## Exercise directions
Somewhere below, one line contains "Agricultural drone survey: scan the aerial photo for forearm." and a later line contains "Agricultural drone survey: scan the aerial photo for red rope.". Output those two lines and everything between them exactly, and nothing else.

## Available records
____

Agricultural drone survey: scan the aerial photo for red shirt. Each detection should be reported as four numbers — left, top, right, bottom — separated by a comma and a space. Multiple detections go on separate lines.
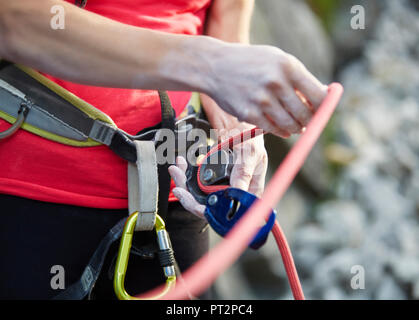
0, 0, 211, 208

____

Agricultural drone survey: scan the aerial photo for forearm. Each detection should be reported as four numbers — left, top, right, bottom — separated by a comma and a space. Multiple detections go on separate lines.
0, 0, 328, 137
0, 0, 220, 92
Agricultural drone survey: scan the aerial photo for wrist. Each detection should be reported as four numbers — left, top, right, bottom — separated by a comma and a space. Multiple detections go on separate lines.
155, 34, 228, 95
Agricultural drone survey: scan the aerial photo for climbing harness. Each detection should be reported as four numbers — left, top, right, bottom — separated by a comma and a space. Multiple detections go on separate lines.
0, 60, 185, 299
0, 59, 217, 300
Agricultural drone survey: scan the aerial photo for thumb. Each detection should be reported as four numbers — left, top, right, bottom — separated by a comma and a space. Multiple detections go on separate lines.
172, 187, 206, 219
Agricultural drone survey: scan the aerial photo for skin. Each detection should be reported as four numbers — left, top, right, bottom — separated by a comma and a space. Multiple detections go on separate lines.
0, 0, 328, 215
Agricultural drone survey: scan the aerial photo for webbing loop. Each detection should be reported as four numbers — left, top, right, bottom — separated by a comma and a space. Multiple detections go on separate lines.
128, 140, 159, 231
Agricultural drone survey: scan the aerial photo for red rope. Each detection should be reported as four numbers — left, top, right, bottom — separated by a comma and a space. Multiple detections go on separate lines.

____

## Written solution
Agricultural drone survey: scan the aerial photo for forearm. Each detection should be reported as four numbers — left, top, right, bottom — separated by a comma and a space. Multiple detections go on separate lines.
0, 0, 328, 137
0, 0, 220, 92
Agricultural drone survey: scan the aerial photo for wrist. Each detection should be reported as four numbers — left, top, right, bottom — separated by a comma and a space. Multiple detections go on separate lines.
155, 34, 228, 95
Agricultural drone survey: scan the aerial photo for climbing harness. Each detection should be reported as four numbers — left, top, right, bottom — separated by a comma and a space. Multiple detections go on separate lines.
0, 60, 185, 299
0, 59, 217, 300
Agricultural drone survey: scan the aerial photo for thumb. Each detection should be reported as four numbers — left, top, right, bottom — separated by a comma and a space. Multiple detections go on separate lines.
172, 187, 206, 219
Agricultural drone survey: scan the aerial photo for skin. Each detection should be reported as four numbers — left, top, right, bottom — separated by a comma and a space. Multiple detections go on separate lines.
0, 0, 328, 215
Agricultural drone survey: scan the aerial photo for webbing loop. Each detection should be reported as four numbers — left, top, right, bottom — separated by a comma and a space. Multiple detections go on separate lines.
128, 140, 159, 231
Agricultural drone survey: scan the aerial photo for red rope. Each detection should be reported as four numbers — left, top, right, bottom — separated by a comma and a space. Multiple detections go on separate lines.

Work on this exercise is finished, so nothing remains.